▶ PAGE EXCERPT
— Begin —

SOCOM wants 'true color' night vision to make operators deadlier in the dark

Military Tech

VIDEO: Night vision eye injections, anyone?

"We own the night" has remained the battle cry of American night vision dominance for decades. Now, U.S. Special Operations Command wants to take the U.S. military's capabilities to the next level.

A special request for information published by SOCOM in late October details an upcoming technology experimentation event focused on enhancing the commands Night Vision Electro-Optics capabilities through new tech, including what the command calls "True Color Night Vision and Fused Imagery Sensors."

"True color" night vision is exactly what it sounds like: a night vision system that substitutes the green monochrome of standard night vision and white phosphor-based systems for a full-color, fully illuminated image.

According to the RFI, the ideal technology will maintain multiple night vision capabilities so far that it can achieve "[the] presentation and capture of images and full motion video of visible spectrum light (approximately 400nm to 750nm), short wavelength infrared (IR) (1.4-3mm), near IR spectrum (approximately 700nm to 1mm), and medium IR (approximately 3-5mm) displayed remotely at a resolution of -3840 x 2160 (commonly referred to as 4K UHD)."

"Target discrimination during obscured conditions (smoke, ash, snow, fog, rain, etc.) day or night is of interest," according to the RFI. "A capability that allows true color at higher illumination and switch or transition to black and white at the lowest illumination (.0001 lux) is of interest. A capability that permits target identification to a distance of 10 km with integrated lenses or provisions for add on, after-market lens is of interest."

As The War Zone noted in January 2019, the U.S. military has been pursuing such tech for the better part of three decades without much success, but commercial firms have finally achieves some practical applications of the tech in the last few years.

— End —

▶ THE REQUEST
In the article on true color night vision, up to what distance does SOCOM want a capability to permit target identification?

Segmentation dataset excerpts

— Begin —

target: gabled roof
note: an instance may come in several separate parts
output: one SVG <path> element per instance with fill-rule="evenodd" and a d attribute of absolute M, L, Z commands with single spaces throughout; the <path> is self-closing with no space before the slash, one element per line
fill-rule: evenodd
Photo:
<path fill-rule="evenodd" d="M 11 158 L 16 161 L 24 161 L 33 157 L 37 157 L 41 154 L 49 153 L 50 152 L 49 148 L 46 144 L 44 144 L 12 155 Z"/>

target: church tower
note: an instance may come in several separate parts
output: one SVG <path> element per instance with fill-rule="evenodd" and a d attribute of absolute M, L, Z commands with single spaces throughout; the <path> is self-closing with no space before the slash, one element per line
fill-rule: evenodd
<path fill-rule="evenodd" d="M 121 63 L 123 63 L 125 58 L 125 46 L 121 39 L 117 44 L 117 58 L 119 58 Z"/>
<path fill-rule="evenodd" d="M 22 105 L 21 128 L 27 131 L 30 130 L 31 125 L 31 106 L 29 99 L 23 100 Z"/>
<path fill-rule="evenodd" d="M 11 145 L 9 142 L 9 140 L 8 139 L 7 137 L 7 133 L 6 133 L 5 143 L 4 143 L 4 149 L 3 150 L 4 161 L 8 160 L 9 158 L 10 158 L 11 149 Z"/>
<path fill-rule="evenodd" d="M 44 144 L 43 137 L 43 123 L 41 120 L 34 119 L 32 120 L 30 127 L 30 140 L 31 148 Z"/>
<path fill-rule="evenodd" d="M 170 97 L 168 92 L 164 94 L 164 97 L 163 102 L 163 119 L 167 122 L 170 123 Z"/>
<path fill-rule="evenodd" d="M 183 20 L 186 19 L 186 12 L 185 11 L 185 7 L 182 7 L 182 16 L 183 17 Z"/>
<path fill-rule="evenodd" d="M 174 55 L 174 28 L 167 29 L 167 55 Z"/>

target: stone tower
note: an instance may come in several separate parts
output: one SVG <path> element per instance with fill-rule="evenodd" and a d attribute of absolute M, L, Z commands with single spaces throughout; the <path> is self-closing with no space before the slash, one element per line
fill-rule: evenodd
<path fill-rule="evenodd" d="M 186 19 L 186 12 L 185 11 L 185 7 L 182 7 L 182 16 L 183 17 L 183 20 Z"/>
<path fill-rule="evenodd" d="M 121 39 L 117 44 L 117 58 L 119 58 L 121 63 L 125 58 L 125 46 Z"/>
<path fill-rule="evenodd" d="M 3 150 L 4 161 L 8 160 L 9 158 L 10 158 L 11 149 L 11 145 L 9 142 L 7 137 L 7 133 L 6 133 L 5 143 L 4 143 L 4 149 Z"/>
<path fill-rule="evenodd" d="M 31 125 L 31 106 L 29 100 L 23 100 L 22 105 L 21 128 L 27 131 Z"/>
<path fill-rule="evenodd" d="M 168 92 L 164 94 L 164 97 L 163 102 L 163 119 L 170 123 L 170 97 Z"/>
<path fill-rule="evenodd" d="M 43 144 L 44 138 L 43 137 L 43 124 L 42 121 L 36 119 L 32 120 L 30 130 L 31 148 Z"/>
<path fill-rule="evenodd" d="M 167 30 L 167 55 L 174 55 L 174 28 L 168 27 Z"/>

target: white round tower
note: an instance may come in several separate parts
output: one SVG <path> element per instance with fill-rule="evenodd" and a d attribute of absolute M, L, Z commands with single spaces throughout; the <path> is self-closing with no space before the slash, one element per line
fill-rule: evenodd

— End —

▶ WRITTEN RESPONSE
10 km